## DATA EXCERPTS
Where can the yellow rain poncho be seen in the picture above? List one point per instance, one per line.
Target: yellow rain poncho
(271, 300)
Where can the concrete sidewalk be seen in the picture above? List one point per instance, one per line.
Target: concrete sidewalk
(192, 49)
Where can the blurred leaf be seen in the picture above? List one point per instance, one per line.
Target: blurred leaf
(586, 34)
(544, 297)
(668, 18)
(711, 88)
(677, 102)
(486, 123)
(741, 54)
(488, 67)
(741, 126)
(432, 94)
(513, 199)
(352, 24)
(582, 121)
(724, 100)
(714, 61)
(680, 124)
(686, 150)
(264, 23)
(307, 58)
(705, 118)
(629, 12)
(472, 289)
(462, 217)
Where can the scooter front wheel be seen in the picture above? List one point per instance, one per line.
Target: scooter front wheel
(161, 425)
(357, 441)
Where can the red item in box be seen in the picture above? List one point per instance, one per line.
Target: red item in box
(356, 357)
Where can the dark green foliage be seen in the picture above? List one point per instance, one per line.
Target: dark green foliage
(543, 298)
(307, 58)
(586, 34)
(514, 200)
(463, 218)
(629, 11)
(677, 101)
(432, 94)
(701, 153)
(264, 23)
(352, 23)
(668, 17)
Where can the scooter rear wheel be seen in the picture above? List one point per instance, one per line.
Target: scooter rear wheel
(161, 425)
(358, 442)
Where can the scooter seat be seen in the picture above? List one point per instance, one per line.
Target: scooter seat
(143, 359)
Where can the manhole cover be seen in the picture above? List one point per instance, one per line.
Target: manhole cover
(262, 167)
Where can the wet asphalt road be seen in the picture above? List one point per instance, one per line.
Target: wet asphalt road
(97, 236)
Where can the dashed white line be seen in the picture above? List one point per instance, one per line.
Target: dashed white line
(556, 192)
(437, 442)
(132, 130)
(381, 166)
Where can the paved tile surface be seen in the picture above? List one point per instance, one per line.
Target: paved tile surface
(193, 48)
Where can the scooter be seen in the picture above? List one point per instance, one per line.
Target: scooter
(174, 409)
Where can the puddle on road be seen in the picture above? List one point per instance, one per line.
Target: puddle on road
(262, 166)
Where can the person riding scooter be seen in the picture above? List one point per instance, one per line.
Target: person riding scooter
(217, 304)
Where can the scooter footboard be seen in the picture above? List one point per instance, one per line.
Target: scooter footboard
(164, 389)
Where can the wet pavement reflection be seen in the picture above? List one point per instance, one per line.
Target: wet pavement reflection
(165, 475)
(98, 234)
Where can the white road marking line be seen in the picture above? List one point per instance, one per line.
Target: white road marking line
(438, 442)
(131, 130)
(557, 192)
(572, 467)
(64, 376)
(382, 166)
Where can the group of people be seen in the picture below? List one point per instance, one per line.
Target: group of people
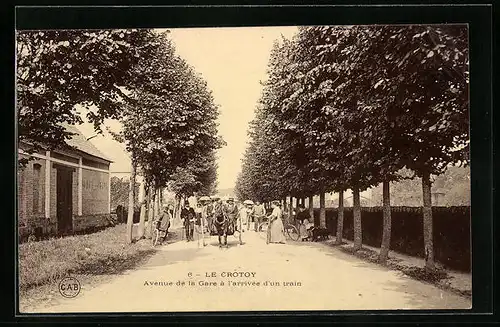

## WRITTEN REQUEST
Count the lines in the data above that contain the string "seat", and reply with the number alone.

## RESPONSE
2